**Exercise**. What lines in the data below mention the string "entrance"? Copy them out.

**Records drawn from a dataset**.
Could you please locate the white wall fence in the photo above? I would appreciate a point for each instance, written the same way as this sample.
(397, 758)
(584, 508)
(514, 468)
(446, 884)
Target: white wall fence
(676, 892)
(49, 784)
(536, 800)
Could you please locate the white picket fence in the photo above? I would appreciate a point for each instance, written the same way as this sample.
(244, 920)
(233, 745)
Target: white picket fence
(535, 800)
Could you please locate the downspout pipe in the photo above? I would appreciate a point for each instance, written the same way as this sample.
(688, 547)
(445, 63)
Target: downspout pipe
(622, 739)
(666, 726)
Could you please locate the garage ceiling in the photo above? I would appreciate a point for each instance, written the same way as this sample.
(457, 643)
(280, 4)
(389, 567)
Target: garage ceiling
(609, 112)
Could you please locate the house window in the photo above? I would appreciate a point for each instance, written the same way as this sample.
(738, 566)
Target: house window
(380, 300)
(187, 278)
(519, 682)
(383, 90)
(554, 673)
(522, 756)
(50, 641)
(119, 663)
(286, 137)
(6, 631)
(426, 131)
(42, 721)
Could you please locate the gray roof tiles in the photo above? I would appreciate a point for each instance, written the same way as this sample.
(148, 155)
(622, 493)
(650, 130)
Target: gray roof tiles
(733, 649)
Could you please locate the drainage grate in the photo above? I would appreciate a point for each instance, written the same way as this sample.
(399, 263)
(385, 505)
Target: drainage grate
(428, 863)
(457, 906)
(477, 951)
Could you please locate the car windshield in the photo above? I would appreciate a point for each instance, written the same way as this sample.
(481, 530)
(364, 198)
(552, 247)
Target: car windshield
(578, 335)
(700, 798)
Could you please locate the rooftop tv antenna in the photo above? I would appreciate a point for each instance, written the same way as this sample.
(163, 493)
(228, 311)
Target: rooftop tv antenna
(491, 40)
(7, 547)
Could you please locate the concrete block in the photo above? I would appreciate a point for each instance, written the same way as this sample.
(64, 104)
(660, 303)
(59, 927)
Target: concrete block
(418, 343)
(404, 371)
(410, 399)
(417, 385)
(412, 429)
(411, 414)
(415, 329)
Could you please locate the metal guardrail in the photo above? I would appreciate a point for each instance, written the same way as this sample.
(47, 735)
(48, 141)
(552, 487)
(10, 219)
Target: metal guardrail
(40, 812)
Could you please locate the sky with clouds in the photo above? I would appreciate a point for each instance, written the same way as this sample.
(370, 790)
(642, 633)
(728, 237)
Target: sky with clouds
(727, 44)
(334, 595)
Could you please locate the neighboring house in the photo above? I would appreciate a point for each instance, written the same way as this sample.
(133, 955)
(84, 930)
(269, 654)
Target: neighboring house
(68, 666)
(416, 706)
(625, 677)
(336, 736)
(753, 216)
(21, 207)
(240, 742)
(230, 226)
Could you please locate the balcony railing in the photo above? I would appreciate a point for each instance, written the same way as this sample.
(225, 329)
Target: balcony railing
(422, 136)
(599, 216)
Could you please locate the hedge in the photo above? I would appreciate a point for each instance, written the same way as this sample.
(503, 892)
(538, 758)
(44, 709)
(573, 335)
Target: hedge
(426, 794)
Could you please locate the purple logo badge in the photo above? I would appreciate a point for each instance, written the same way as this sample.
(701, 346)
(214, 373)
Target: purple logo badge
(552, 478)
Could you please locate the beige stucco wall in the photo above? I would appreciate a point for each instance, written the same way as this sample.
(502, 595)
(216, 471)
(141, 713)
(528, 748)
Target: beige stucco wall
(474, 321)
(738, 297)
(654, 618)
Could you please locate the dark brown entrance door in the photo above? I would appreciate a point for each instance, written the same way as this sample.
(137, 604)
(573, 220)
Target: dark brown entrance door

**The completed task**.
Could you please locate the dark brown entrance door in the photo above? I would appreciate a point for each instance, written the same way as this sample.
Target: dark brown entrance door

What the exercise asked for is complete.